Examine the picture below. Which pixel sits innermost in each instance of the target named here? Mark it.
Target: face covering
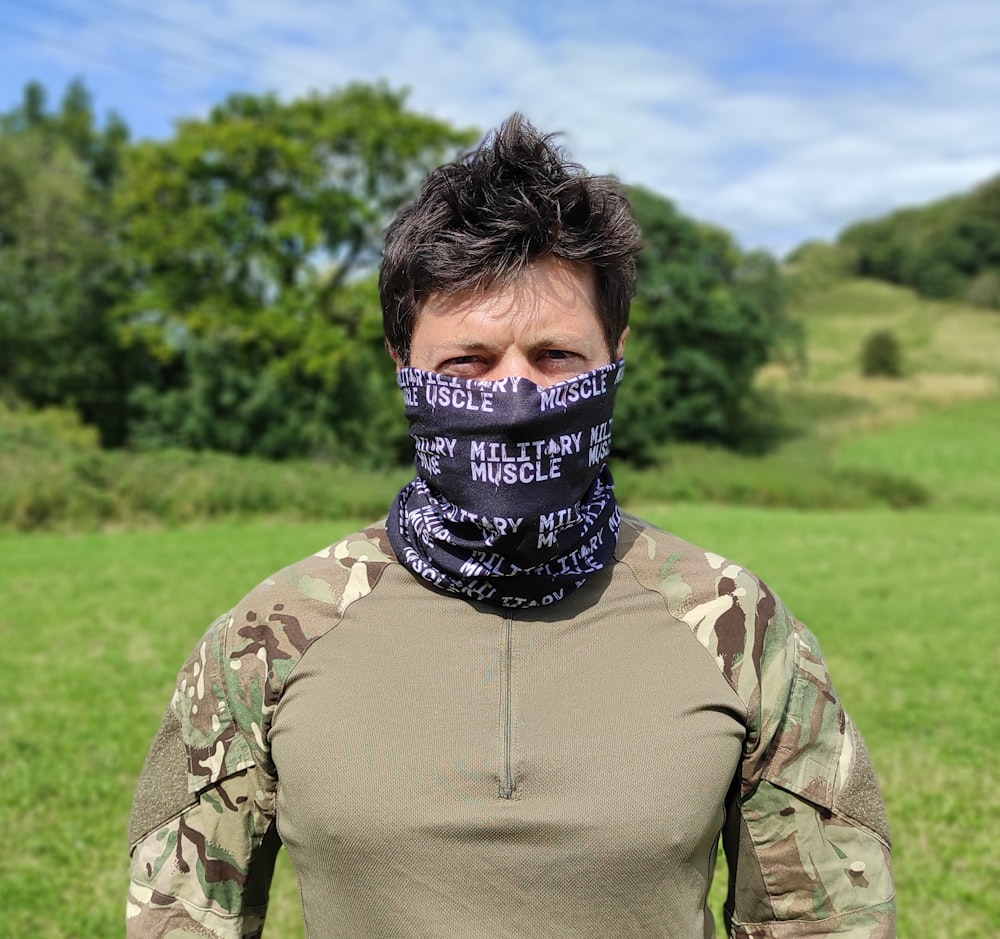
(513, 504)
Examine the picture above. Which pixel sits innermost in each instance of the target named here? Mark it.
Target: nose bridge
(516, 362)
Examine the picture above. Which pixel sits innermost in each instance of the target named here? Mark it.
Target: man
(510, 710)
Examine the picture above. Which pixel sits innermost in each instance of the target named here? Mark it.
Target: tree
(881, 356)
(247, 233)
(58, 275)
(706, 317)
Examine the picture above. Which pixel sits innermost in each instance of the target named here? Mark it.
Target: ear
(620, 352)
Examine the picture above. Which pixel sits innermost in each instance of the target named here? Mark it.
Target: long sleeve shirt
(438, 767)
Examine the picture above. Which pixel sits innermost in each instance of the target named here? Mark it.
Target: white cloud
(780, 120)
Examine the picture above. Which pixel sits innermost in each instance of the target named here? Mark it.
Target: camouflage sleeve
(202, 832)
(806, 836)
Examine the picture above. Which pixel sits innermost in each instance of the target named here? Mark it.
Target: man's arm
(806, 835)
(202, 834)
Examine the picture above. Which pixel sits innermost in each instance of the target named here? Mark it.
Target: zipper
(507, 779)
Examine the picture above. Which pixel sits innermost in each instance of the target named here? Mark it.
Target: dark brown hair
(480, 221)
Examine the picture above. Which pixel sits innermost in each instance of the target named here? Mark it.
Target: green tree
(248, 234)
(706, 317)
(881, 356)
(59, 278)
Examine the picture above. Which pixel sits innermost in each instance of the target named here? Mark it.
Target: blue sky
(780, 120)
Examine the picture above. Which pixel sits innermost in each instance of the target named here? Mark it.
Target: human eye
(462, 366)
(559, 360)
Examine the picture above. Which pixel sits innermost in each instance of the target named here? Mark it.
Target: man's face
(544, 327)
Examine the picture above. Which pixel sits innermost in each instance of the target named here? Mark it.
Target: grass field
(95, 625)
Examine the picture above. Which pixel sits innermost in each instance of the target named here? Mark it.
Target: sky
(781, 121)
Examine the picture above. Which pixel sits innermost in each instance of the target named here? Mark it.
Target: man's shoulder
(305, 599)
(730, 610)
(665, 561)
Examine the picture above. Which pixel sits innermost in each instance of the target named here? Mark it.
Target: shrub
(881, 356)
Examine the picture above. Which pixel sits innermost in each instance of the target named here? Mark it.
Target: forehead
(549, 293)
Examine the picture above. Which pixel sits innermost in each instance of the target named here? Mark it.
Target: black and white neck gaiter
(513, 503)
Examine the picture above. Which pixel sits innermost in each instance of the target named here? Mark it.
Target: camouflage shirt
(436, 767)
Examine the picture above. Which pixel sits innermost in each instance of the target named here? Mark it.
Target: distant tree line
(946, 250)
(217, 289)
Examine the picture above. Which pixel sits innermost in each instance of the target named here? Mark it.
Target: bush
(881, 356)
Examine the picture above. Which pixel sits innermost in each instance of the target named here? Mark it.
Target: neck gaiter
(513, 503)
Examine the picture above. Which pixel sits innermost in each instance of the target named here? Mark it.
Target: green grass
(96, 622)
(95, 626)
(953, 453)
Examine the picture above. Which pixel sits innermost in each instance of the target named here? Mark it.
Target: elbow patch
(858, 797)
(162, 791)
(812, 864)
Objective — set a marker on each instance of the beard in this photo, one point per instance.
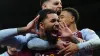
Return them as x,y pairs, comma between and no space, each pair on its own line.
51,39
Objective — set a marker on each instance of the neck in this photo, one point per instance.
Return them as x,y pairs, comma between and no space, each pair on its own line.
42,35
11,53
73,27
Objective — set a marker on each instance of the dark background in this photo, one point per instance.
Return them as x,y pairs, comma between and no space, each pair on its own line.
17,13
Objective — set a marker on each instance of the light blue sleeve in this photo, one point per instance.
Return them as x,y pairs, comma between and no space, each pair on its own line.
6,33
37,44
7,38
4,54
92,40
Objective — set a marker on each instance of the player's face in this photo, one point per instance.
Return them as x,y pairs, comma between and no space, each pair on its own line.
55,5
50,26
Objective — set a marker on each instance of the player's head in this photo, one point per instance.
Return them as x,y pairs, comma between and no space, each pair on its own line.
55,5
49,23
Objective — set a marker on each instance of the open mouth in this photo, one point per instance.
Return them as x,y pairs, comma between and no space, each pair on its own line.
54,33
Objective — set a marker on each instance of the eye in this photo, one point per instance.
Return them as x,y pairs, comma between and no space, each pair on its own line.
53,20
56,3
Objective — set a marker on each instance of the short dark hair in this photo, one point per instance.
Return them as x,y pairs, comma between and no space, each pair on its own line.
43,15
73,11
42,1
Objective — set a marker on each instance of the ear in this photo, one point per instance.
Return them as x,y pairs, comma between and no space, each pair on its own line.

* What is required *
From start to finish, output the listing exactly, but omit its pictures.

* Task output *
Examine the picture below. Which pixel sits innermost in each instance of the target named here? Mark it.
Target: face covering
(513, 504)
Examine the picture above. Which pixel sits innermost in each instance of the target named here? Mark it.
Target: nose bridge
(516, 362)
Examine the picture above. Which pixel sits innermost in each instance of the target named here? Mark it.
Target: man
(510, 710)
Examine the picture above. Which pixel sits innermost in each instance of the target named here? Mark it.
Target: tree
(881, 356)
(247, 233)
(58, 275)
(706, 317)
Examine the picture above. Which pixel sits innermost in each instance of the target named here? Mark it.
Target: ear
(620, 352)
Examine the picture above. Which pixel sits innermost in each instance of the target named here? Mark it.
Target: long sleeve shirt
(438, 767)
Examine the picture above. Which pixel sits innermost in each instance of the target named here? Mark it.
Target: white cloud
(780, 120)
Examine the picture above. Which pixel sits innermost in each instance of the target named here? Mark it.
Target: camouflage sleeve
(202, 832)
(806, 836)
Examine the picture above. Which pixel sits innermost in each instance of the target named here? Mark it.
Target: man's arm
(806, 835)
(202, 834)
Examine the picture above. Which pixel sits innermost in each instance of the target named here? Mark it.
Target: zipper
(507, 779)
Examine the picture above. Which pixel sits innermost in each instance of the target named here? Mark it.
Target: dark brown hair
(480, 221)
Examine the picture above. Which pixel sits innermost in each instance of the target named here? Mark it.
Target: green tree
(248, 234)
(706, 317)
(881, 356)
(59, 278)
Examine the picture above. Which pixel sits innermost in each instance of the target named here? Mark it.
Target: blue sky
(780, 120)
Examine the picture above. Which pixel sits innermost in each instance of the target named here? Mark it.
Target: human eye
(462, 366)
(559, 360)
Examine the picture above. Which pixel sits innermost in each instance of the target named here? Mark it.
Target: man's face
(544, 327)
Examine the picture above. Which pixel sits innermost in each instance of the target named here? Mark it.
Target: grass field
(95, 625)
Examine the picture above. Which pixel sits innermost in each instance of the target named here? Mark it.
Target: sky
(781, 121)
Examine the picture above. Which pixel sits innermost in each instance of the target named here? Mark it.
Target: man's shoulder
(305, 599)
(730, 610)
(665, 561)
Examine the picture above. Which pixel sits innermost in each instance of the target named here? Mark it.
Target: shrub
(881, 356)
Examine the picture above. Which pixel sits innermost in each instance of the target named here? Mark it.
Target: forehead
(549, 293)
Examine the picture above. Which pixel sits innermost in each instance of the target named here? Mark it.
Target: black and white neck gaiter
(513, 503)
Examine the picture above. Which pixel sits innermost in each instance of the target named here? Mark it.
Target: camouflage shirt
(436, 767)
Examine the picture above. Which pixel sits innermost in each instance of the target named here? Mark it.
Target: distant tree line
(946, 250)
(217, 289)
Examine the picture above. Which pixel sits innermost in each instance of the target named here? Mark it.
Target: bush
(881, 356)
Examine the picture above. Which pixel sits innermost in each instance of the target named here? Mark it.
Target: neck gaiter
(513, 503)
Examine the picture above. Which pixel sits innermost in each instance of the target named here? Mark it.
Target: green grass
(96, 622)
(95, 626)
(953, 453)
Examine the picture above. Which pixel sits innermost in each instance of the target named here? Mark it.
Target: elbow patch
(858, 797)
(162, 791)
(812, 864)
Objective — set a marker on each instance of the beard in this photo, one point per instance.
Return them as x,y pairs, comma between and no space, each pair on its own line.
51,39
Objective — set a marker on each instance of the neck in this photo, one point per instance.
Return them as x,y pairs, comma between and no space, each pair on its own line.
42,35
11,53
73,27
Objective — set a marker on each instance of the dark background in this photo, one point per instance.
Return them as x,y pairs, comma between and no space, each pair on its own line.
17,13
Objective — set a marker on each instance of the light blue sleeve in this photo, one point per instance.
Return them as x,y pairs, comma between and no space, each pair on its own line.
6,33
37,44
7,38
4,54
92,40
Objective — set a marker on each instance of the player's face in this photo, one point per instance.
Return them as x,y pairs, comma between and no space, each pair on its own line.
55,5
50,26
Objective — set a marker on each instance of the player's head in this photo, one point per instance.
Return them as x,y pairs, comma between and no space, each pair on its own line.
55,5
49,23
Objective — set a marker on each instance of the open mouth in this photo, one point per instance.
Return them as x,y pairs, comma between and no space, each pair on its own line.
54,33
Objective — set a marker on each instance of the eye in this photo, one point per instance.
Return them as x,y pairs, comma between and no space, each pair on its own line.
53,20
56,3
Objective — set a marker on each instance of the short dark hair in this photo, one point per instance.
Return them as x,y pairs, comma between and no space, each pair on its own line.
43,15
73,11
42,1
Objective — set a marker on each instance of the ear in this photo, one point per instance.
Return them as x,y pairs, comma between and no space, each pair on its own line.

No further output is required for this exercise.